#### [TRY IT]
Answer these questions from the passage below about the war:
(a) On what date was Orsha captured?
(b) How many Jews were murdered at the Jewish cemetery in Orsha on November 26, 1941?
(c) How many days did the siege of Leningrad last?

The Great War

One of the strongest memories of my grandmother: she could not hear German–on the radio or in a movie–without involuntarily crying.

On June 22, 1941 Germany invaded Russia. Orsha, my grandmother’s hometown, was captured during Operation Barbarossa on July 16, 1941. Before the war, Orsha had a Jewish population of nearly 8,000. A Judenrat was appointed and two ghettos were established in the town, and on November 26, 1941, over 5,000 Jews were murdered at the Jewish cemetery. This photograph (from Yad Vashem) documents the flight of the Rodkin family of Orsha, eastwards in June 1941, before the arrival of the Germans.

Did any of my grandmother’s family escape? Who was shot? When did she find out? No one talked about these events during out summer visits to Orsha.

Meanwhile, September 1941 saw the beginning of the two-and-a-half year siege of Leningrad, which caused the greatest destruction and the largest loss of life ever known in a modern city. The 872 days of the siege caused unparalleled famine in the Leningrad region through disruption of utilities, water, energy and food supplies. This resulted in the deaths of up to 1,500,000 soldiers and civilians and the evacuation of 1,400,000 more, mainly women and children, many of whom died during evacuation due to starvation and bombardment. People often died on the streets, and citizens soon became accustomed to the sight of death.

#### [MATERIAL PROVIDED]
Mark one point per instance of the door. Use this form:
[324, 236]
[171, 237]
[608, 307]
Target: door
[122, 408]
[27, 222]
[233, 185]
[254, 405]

#### [REPLY]
(a) July 16, 1941
(b) Over 5,000
(c) 872 days